SOURCE PASSAGE:
Property rents set to rise 25 percent by 2026
In a recent report released by Hamptons estate agents, a significant uptick in UK rental prices is on the horizon, with expectations of a 25% surge over the next four years.
This meteoric rise is projected to propel the average monthly rent to £1,600 by the close of 2026. Concurrently, the data paints a contrasting picture for the housing market, with house prices anticipated to decline by 5% over the same period, largely attributable to soaring interest rates rendering homeownership financially unattainable for many.
According to the Hamptons report, the average rental cost for newly leased properties across Britain is poised for an 8% uptick in 2023. This trajectory is expected to persist, culminating in a further 17% escalation by the conclusion of 2026. The driving force behind this surge is the increasing number of landlords migrating from fixed-term mortgages to higher interest rate mortgages. Notably, the current average five-year rate now stands at 6.19%, a stark contrast to the 2.64% figure recorded in December 2021. Further compounding the situation, the supply of available rental homes in Britain dwindled by a substantial 43% in July when juxtaposed with the same month in 2019. This reduced supply has enabled landlords to negotiate higher rental rates with diminished concerns about tenant turnover.

EXERCISE:
Answer these questions from the article on rising UK rents.
(a) What average monthly rent is projected by the close of 2026?
(b) What is the current average five-year rate?
(c) By what percentage did the supply of available rental homes in Britain fall in July compared with the same month in 2019?
The records are not needed to work with this text.

DATASET ENTRIES:
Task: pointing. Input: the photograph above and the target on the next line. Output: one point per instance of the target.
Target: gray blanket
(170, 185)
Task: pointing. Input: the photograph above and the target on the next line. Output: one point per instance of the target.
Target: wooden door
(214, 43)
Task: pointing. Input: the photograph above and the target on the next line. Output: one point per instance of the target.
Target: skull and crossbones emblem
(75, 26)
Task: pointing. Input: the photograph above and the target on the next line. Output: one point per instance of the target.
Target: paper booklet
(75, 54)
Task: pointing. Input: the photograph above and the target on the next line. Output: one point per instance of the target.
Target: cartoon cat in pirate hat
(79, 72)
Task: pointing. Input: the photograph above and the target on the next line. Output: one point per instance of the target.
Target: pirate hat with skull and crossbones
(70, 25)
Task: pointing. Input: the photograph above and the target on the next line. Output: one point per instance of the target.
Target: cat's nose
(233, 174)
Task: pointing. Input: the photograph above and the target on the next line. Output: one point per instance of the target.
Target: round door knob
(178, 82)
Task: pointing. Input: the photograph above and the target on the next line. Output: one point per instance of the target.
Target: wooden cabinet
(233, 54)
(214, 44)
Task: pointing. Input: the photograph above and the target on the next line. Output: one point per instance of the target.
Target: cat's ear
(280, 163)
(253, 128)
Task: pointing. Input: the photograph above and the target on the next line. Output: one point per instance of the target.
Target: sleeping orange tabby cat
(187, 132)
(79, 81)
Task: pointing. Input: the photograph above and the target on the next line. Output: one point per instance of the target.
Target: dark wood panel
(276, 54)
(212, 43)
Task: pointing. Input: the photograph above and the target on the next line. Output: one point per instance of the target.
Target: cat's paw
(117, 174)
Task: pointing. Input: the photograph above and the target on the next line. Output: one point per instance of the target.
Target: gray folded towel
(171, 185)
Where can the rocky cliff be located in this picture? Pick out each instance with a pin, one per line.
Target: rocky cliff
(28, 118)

OUTPUT FOR THIS EXERCISE:
(a) £1,600
(b) 6.19%
(c) 43%